(Extracted data entries)
####

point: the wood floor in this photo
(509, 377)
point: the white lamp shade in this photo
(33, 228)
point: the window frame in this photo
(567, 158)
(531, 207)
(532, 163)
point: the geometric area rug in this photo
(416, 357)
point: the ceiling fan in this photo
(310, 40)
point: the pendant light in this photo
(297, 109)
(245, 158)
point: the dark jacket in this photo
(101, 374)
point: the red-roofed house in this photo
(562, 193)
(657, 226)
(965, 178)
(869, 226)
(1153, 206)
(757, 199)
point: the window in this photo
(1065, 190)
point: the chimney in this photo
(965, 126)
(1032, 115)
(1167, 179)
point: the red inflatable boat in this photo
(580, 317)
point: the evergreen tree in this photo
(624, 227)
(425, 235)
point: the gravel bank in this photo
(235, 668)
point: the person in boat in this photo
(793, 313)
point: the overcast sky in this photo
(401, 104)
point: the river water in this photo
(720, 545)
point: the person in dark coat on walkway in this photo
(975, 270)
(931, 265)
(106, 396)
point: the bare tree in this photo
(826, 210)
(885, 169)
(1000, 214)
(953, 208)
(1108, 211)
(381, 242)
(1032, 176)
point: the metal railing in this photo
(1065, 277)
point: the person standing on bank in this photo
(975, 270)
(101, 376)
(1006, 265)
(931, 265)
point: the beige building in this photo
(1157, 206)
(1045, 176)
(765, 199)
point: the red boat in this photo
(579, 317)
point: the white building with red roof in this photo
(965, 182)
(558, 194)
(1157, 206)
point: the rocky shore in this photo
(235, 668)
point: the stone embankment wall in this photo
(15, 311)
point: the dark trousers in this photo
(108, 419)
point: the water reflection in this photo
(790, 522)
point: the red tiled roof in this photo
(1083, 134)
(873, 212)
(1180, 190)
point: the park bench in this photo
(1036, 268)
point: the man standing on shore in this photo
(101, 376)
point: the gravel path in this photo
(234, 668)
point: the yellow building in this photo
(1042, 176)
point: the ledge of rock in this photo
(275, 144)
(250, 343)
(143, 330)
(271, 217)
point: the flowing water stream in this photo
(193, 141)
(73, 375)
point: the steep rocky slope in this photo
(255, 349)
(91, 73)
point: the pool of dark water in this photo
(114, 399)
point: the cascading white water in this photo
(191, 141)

####

(Task instructions) Starting at the line with "point: the evergreen tree in this photo", retype each line through the final one in the data above, unchanged and with nothing added.

(Your response)
point: the evergreen tree in this photo
(624, 227)
(425, 235)
point: the gravel bank in this photo
(235, 668)
point: the person in boat in this photo
(793, 313)
point: the overcast sky in this photo
(401, 104)
point: the river water in this photo
(720, 545)
point: the person in dark coat on walkway in this photo
(975, 270)
(931, 265)
(106, 396)
point: the bare tree in this photo
(826, 210)
(885, 169)
(1000, 214)
(953, 208)
(1108, 211)
(381, 242)
(1032, 176)
point: the metal railing in this photo
(1065, 277)
point: the person standing on bank in this photo
(975, 270)
(101, 376)
(1006, 265)
(931, 265)
point: the beige building in this photo
(1157, 206)
(1045, 176)
(765, 199)
point: the red boat in this photo
(579, 317)
point: the white building with red roof in this photo
(965, 182)
(558, 194)
(1157, 206)
point: the rocky shore in this photo
(235, 668)
point: the stone embankment wall in this photo
(15, 311)
point: the dark trousers in this photo
(108, 419)
point: the water reflection in this photo
(790, 522)
point: the red tiled roof in this photo
(1083, 134)
(873, 212)
(1180, 190)
point: the park bench in this photo
(1036, 268)
point: the man standing on shore in this photo
(101, 376)
point: the gravel path in this photo
(234, 668)
point: the yellow building in this photo
(1042, 176)
point: the ledge of rock in this photo
(275, 144)
(250, 343)
(143, 330)
(271, 217)
point: the flowing water stream in this photo
(193, 141)
(73, 375)
point: the steep rocky slope in this photo
(255, 349)
(91, 73)
point: the pool of dark water in this photo
(114, 399)
point: the cascading white water in this photo
(191, 141)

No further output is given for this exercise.